With their mother watching warily from a nearby tree, two or three pink and featherless red-cockaded woodpecker hatchlings received tracking bands from The St. Joe Company biologists on May 1. The week-old chicks are the first this spring at the 1,566-acre Wetappo Creek Conservation Area in Gulf County. Wetappo is one of two sites where JOE, in partnership with state and federal agencies and Audubon of Florida, is working to restore the red-cockaded woodpecker population.

After JOE biologists found evidence of red-cockaded woodpecker activity at Wetappo several years ago, the company voluntarily placed the area in conservation and has since managed it exclusively for the purpose of restoring woodpecker habitat and boosting the birds' breeding population.

JOE and its partners have improved the habitat by using prescribed fire, building artificial cavities and relocating red-cockaded woodpeckers from other areas to create breeding pairs at Wetappo. Thanks to those efforts, Wetappo's woodpecker population has rebounded and is reproducing. The population consisted of only four male birds when the restoration effort began, and is now up to eight active clusters, each with its own breeding pair, for a total of 18 to 20 adult birds.

In addition to the newly hatched nest, this year Wetappo biologists have located three other active nests where the birds have not yet hatched. And they expect several more nests.

"We had seven nests last year," Jim Moyers, JOE's manager of ecological services said, "and we hope to have eight this year."

On Thursday morning, Moyers climbed about 20 feet up a longleaf pine and gently removed the hatchlings from their nest cavity using a homemade device similar to a small lasso. He brought them to the ground and placed bands on them, then returned them to their nest. The banding does not hurt the baby birds and helps biologists keep track of the birds and determine their gender.
━━━━━━━━━━━━━━━━━━━━
Exercise requirements:
1 > Decide whether each statement agrees with the woodpecker article. Answer yes or no for each, and quote the words from the woodpecker article that decide it.
(a) The Wetappo Creek Conservation Area covers 1,566 acres.
(b) When the restoration effort began, the Wetappo population consisted of four breeding pairs.
(c) Moyers climbed about 20 feet up a longleaf pine to reach the nest cavity.
2 > Summarize the woodpecker article in two sentences.
━━━━━━━━━━━━━━━━━━━━
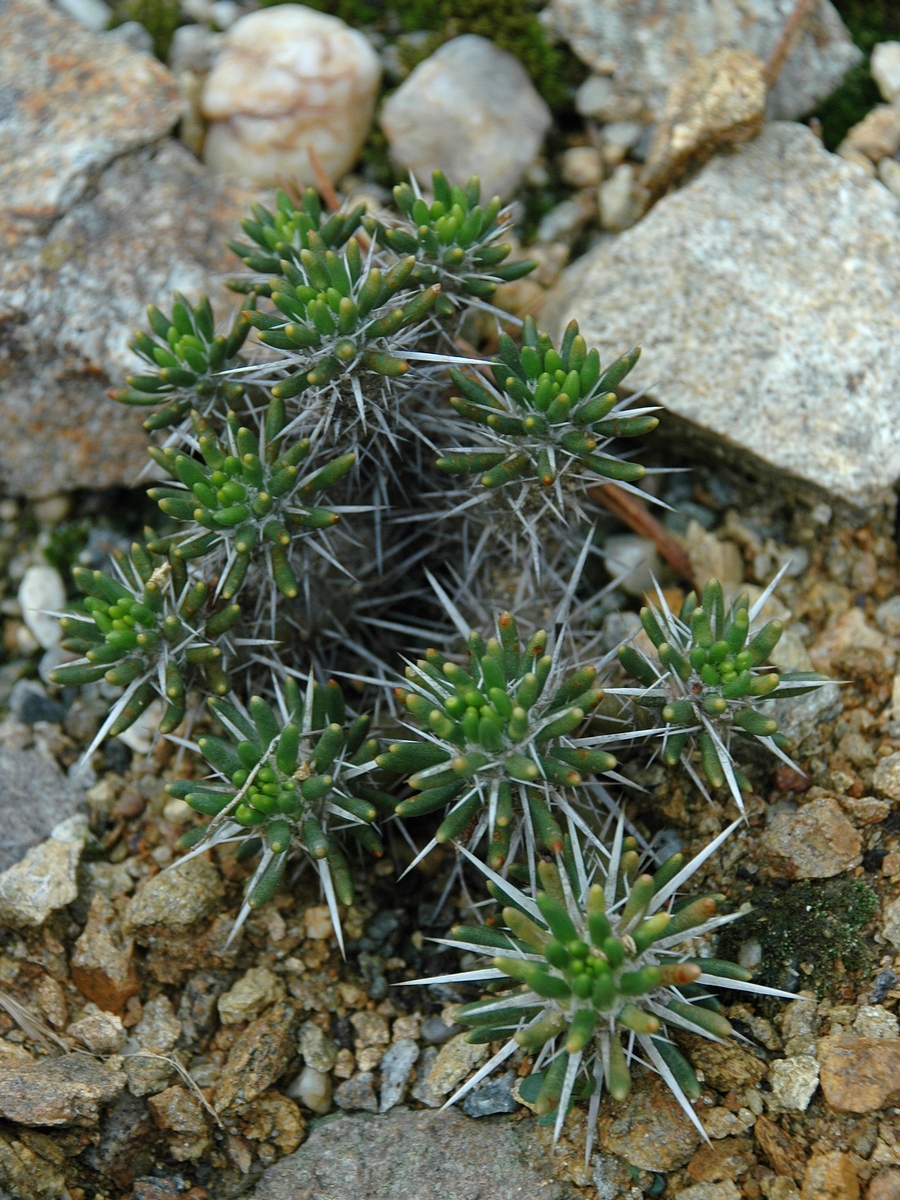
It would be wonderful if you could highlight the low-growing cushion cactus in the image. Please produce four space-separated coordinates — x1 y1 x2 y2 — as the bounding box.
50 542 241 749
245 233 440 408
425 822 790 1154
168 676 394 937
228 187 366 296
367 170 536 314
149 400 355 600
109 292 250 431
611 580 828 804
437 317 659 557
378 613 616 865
━━━━━━━━━━━━━━━━━━━━
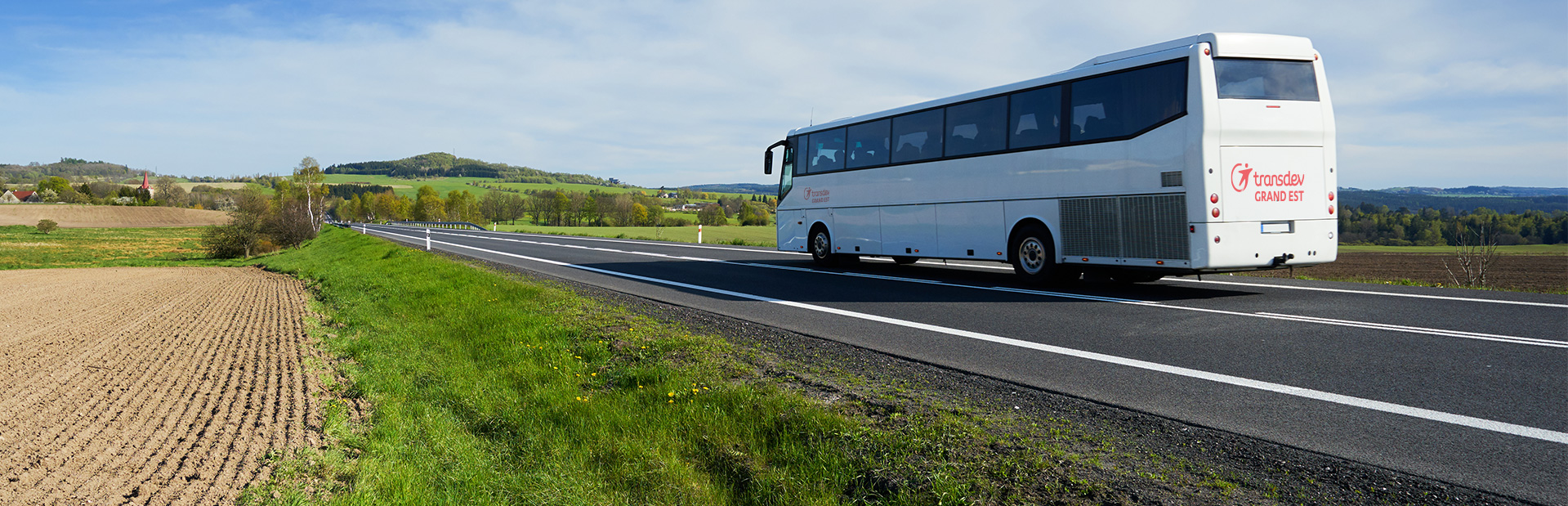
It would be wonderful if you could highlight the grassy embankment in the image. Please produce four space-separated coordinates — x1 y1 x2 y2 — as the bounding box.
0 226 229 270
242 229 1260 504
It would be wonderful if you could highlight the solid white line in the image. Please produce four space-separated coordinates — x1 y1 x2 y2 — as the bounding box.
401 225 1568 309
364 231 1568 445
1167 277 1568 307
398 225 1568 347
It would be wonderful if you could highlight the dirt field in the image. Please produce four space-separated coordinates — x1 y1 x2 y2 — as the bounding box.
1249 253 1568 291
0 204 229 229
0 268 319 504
━━━━━━━━━━━━━━━━━━━━
Solutions to the problems:
1 >
(a) Yes: "the 1,566-acre Wetappo Creek Conservation Area in Gulf County"
(b) No: "The population consisted of only four male birds when the restoration effort began"
(c) Yes: "Moyers climbed about 20 feet up a longleaf pine and gently removed the hatchlings from their nest cavity"

2 > The St. Joe Company is working with state and federal agencies and Audubon of Florida to restore red-cockaded woodpeckers at the Wetappo Creek Conservation Area. It has used prescribed fire, artificial cavities and relocated birds to grow the population from four male birds to eight active clusters, and on May 1 its biologists banded the site's first chicks of the spring, which does not hurt them and helps track the birds and determine their gender.